## start Text

# Introduction

Although often neglected, the research of happiness represents a critical goal of humankind. A happy human is empirically more creative, energetic and feels healthier both physically and emotionally. Research on the key factors of happiness has historically been carried out by philosophers and writers, as happiness was thought of as an abstract, transcendental concept based solely on the mindset of an individual ("Nobody is happy if not for his fault" - Seneca). Would a data-driven approach be able to provide us with new insights? Our project beings with this question in mind.


# Dataset

Beginning in 2012, research was conducted on world happiness levels by asking the question "How would you rate your happiness on a scale of 0 to 10, where 10 is the happiest?" worldwide. The results, which are published annually on March 20th (World Happiness Day), are summarized on Kaggle (www.kaggle.com/unsdsn/world-happiness#2019.csv), where they are merged together with additional country data, to form the complete data set.

The World Happiness Report Dataset includes one .csv file for each year from 2015 through 2019 (the 2020 report was recently published as a pdf, but has not made its way into the dataset yet), and ranks 156 countries based on their surveyed happiness score, along with additional data on several topics, including the economy (GDP), health (life expectancy), preceived freedom, trust in the government, and generosity.

This dataset is already clean and ready-to-use, allowing the focus of the project to be on creating compelling visualizations from the data.

Since understanding happiness is so complex, we anticipate that our insights may be limited if we stick to one numerical dataset. To combat this, we will consider expanding the data with additional social insights. For example, we propose to scrape some Google trends data, giving insight into public attention shifts, and seeing how they correlate with the happiness data.


# Problematic

The main focus of this project is country happiness levels around the world, and understanding the factors that drive them. The project will take shape across two main axes – geographic visualizations of country happiness levels, and comparative visualizations of country happiness levels against other metrics.
 
The aim of the geographic visualizations is to allow users to interact with and gain insights into the data set in as simple and fast a way as possible. The geographic visualizations will center around maps which display the happiness index of each country worldwide, with users being able to interact with the visuals to view specific subsets of the data, filtered across different categories (e.g. year, geographic subregion, etc.).
 
The aim of the comparative visualizations is to present the data in a way that will allow users to better understand what the contributing factors to a country’s happiness may be. The comparative visualizations will take additional country data, such as GDP, freedom, and perceived corruption, and plot them against happiness, helping users see correlations (or a lack thereof) between various pieces of data.

## end Text
## start Listed entries

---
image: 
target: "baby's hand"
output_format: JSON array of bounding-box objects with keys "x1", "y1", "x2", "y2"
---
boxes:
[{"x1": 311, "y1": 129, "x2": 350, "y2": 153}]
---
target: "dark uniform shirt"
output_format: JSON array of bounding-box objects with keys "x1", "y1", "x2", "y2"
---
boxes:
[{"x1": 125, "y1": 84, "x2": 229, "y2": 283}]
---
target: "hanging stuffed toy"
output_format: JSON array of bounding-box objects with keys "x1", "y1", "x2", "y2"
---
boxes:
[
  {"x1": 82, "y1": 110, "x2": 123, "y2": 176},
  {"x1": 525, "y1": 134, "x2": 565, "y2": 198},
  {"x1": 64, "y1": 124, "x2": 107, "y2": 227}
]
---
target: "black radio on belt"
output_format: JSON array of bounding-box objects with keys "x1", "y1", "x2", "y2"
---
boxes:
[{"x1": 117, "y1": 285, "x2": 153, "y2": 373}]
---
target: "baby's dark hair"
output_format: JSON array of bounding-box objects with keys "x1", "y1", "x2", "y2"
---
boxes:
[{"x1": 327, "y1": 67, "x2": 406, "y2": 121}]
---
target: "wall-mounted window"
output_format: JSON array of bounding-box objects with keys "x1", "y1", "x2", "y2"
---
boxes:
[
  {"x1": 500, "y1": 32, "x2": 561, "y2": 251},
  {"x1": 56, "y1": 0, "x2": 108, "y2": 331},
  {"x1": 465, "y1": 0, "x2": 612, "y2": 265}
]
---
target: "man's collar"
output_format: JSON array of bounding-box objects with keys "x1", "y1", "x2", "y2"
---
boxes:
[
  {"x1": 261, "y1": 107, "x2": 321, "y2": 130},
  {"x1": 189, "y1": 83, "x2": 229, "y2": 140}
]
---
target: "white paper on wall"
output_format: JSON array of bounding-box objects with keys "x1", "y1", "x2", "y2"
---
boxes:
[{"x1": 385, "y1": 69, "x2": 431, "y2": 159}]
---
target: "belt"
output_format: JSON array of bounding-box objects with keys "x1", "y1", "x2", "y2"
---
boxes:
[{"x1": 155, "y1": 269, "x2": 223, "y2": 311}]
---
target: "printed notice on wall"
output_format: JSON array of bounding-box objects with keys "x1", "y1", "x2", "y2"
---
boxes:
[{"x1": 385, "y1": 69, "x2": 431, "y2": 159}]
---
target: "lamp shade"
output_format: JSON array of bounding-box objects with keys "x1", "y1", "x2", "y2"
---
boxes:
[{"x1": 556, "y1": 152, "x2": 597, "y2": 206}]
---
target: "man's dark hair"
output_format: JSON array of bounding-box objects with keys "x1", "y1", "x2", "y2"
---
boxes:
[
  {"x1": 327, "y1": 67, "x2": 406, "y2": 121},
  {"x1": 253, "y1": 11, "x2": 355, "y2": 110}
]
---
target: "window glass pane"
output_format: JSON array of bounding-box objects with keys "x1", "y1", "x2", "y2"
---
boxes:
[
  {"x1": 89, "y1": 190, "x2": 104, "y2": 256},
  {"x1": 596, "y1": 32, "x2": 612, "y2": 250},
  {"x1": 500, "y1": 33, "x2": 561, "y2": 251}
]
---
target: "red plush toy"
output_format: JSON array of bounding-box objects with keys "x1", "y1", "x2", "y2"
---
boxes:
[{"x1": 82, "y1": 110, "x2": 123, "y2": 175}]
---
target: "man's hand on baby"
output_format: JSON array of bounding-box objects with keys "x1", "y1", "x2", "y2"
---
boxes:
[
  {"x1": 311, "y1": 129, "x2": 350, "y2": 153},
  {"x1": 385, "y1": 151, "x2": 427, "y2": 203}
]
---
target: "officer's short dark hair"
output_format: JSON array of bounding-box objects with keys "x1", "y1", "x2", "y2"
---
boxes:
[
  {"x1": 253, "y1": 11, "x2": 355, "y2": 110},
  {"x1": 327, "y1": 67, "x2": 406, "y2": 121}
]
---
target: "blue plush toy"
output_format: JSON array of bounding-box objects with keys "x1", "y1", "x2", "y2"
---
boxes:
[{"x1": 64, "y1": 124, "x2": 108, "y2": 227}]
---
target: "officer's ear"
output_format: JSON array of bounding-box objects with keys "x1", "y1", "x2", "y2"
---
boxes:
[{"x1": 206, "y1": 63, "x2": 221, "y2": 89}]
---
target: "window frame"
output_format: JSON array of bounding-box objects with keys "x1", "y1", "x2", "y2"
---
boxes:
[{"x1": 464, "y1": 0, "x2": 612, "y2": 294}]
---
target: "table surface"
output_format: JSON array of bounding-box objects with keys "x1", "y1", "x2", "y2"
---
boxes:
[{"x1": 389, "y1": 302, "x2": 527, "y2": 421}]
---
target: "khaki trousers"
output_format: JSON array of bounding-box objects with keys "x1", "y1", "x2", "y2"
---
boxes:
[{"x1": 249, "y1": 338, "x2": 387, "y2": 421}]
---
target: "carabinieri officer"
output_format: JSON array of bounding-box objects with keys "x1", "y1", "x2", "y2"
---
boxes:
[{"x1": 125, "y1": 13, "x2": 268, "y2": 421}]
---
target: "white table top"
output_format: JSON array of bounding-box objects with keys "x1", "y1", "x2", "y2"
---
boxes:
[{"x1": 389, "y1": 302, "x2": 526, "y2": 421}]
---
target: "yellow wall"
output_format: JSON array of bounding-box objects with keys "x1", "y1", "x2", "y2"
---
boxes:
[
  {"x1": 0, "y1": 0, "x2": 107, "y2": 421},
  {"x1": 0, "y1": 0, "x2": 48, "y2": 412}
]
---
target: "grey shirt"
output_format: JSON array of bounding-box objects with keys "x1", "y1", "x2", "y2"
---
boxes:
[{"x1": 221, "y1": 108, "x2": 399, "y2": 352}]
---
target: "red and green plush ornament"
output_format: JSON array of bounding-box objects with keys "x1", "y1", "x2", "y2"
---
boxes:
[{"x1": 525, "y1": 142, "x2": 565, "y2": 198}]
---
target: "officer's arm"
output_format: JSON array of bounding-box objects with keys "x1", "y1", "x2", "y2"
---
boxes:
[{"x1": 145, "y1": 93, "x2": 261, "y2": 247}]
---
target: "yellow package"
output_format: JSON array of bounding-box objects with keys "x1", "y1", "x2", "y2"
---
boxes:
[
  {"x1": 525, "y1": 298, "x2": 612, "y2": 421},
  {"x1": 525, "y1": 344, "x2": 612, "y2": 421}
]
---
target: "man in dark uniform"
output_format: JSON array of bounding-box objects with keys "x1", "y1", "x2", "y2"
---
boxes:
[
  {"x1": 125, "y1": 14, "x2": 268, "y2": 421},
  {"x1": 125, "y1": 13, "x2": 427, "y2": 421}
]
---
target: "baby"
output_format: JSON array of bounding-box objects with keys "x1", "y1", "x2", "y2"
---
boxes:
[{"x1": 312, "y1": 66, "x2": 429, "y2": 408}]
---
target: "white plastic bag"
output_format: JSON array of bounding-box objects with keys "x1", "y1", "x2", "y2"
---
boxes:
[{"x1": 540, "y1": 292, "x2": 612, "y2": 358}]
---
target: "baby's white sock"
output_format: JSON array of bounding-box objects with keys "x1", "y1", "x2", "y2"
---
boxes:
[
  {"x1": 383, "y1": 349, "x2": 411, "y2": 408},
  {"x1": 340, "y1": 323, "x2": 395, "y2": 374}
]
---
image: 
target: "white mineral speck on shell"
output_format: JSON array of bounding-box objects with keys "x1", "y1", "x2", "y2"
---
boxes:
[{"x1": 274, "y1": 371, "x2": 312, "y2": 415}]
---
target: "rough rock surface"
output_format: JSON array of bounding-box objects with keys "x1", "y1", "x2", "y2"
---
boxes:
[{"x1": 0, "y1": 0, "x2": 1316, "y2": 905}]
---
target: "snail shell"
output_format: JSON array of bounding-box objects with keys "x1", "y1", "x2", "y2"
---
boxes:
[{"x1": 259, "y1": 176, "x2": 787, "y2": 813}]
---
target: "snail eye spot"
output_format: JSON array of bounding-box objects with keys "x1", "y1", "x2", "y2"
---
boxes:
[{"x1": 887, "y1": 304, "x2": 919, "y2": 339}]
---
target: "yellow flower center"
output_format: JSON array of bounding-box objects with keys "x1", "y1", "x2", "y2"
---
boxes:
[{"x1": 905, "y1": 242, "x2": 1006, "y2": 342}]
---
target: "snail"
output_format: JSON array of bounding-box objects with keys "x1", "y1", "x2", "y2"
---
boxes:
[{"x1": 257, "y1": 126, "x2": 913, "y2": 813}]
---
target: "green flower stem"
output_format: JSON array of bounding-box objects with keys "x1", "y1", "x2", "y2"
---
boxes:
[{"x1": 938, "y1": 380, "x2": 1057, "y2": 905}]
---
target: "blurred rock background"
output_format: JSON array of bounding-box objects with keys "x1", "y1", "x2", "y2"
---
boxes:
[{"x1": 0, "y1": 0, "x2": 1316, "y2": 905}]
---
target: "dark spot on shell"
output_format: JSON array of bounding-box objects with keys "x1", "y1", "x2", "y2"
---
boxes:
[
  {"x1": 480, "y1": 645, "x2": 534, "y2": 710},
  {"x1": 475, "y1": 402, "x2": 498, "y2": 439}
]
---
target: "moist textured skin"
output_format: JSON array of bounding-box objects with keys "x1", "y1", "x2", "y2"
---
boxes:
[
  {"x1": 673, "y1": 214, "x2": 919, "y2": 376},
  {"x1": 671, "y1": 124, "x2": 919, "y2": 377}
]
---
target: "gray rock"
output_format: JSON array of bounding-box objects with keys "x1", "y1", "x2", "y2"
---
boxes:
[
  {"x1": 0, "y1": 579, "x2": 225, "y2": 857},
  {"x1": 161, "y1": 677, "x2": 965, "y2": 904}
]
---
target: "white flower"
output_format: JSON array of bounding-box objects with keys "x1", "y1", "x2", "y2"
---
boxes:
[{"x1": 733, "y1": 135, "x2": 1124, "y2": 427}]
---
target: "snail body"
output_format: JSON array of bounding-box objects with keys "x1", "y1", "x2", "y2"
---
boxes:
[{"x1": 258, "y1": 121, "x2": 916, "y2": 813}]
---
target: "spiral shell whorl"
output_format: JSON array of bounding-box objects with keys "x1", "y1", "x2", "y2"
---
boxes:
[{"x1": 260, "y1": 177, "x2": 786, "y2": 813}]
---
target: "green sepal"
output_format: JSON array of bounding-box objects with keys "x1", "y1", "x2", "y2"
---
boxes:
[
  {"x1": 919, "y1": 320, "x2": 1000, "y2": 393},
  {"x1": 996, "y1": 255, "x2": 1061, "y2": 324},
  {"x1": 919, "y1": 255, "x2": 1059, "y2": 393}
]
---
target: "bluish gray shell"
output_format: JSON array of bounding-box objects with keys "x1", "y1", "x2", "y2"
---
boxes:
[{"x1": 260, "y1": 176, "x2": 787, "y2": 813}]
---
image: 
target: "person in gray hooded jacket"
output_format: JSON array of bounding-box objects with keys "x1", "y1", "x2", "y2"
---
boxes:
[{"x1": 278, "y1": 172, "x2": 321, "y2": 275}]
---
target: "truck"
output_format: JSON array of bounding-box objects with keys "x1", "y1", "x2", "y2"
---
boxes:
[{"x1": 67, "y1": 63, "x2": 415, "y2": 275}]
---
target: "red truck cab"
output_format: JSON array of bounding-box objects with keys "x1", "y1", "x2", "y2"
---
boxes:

## end Listed entries

Exercise set ::
- A) Repeat the text on world happiness word for word, starting at "Since understanding happiness" and ending at "against other metrics.".
- B) Carry on the text on world happiness past its final sentence.
These rows have no role in the work here.

Results of the tasks ::
- A)
Since understanding happiness is so complex, we anticipate that our insights may be limited if we stick to one numerical dataset. To combat this, we will consider expanding the data with additional social insights. For example, we propose to scrape some Google trends data, giving insight into public attention shifts, and seeing how they correlate with the happiness data.


# Problematic

The main focus of this project is country happiness levels around the world, and understanding the factors that drive them. The project will take shape across two main axes – geographic visualizations of country happiness levels, and comparative visualizations of country happiness levels against other metrics.

- B)
 
The motivations for this topic are to better understand what factors go into making a country happy. Happiness is an abstract concept, and so being able to find correlation between it and more concrete, tangible metrics is valuable insight for those trying to make their countries happier. The target audience for this project comprises of federal politicians, international relations researchers, and anyone else with an interest in international data.


# Exploratory Data Analysis

### Installation of packages and imports

In [1]:
!pip install plotly
!pip install chart_studio



In [2]:
#Call required libraries
import time                   # To time processes
import warnings               # To suppress warnings

import numpy as np            # Data manipulation
import pandas as pd           # Dataframe manipulatio 
import matplotlib.pyplot as plt                   # For graphics
import seaborn as sns
import chart_studio.plotly as py #For World Map
import plotly.graph_objs as go
from plotly.offline import download_plotlyjs, init_notebook_mode, plot, iplot
init_notebook_mode(connected=True)
import plotly.express as px

import os                     # For os related operations
import sys                    # For data size

### Reading data and cleaning


Reading files

In [3]:
d2015 = pd.read_csv("https://raw.githubusercontent.com/com-480-data-visualization/com-480-project-datavaders/master/2015.csv")
d2016 = pd.read_csv("https://raw.githubusercontent.com/com-480-data-visualization/com-480-project-datavaders/master/2016.csv")
d2017 = pd.read_csv("https://raw.githubusercontent.com/com-480-data-visualization/com-480-project-datavaders/master/2017.csv")
d2018 = pd.read_csv("https://raw.githubusercontent.com/com-480-data-visualization/com-480-project-datavaders/master/2018.csv")
d2019 = pd.read_csv("https://raw.githubusercontent.com/com-480-data-visualization/com-480-project-datavaders/master/2019.csv")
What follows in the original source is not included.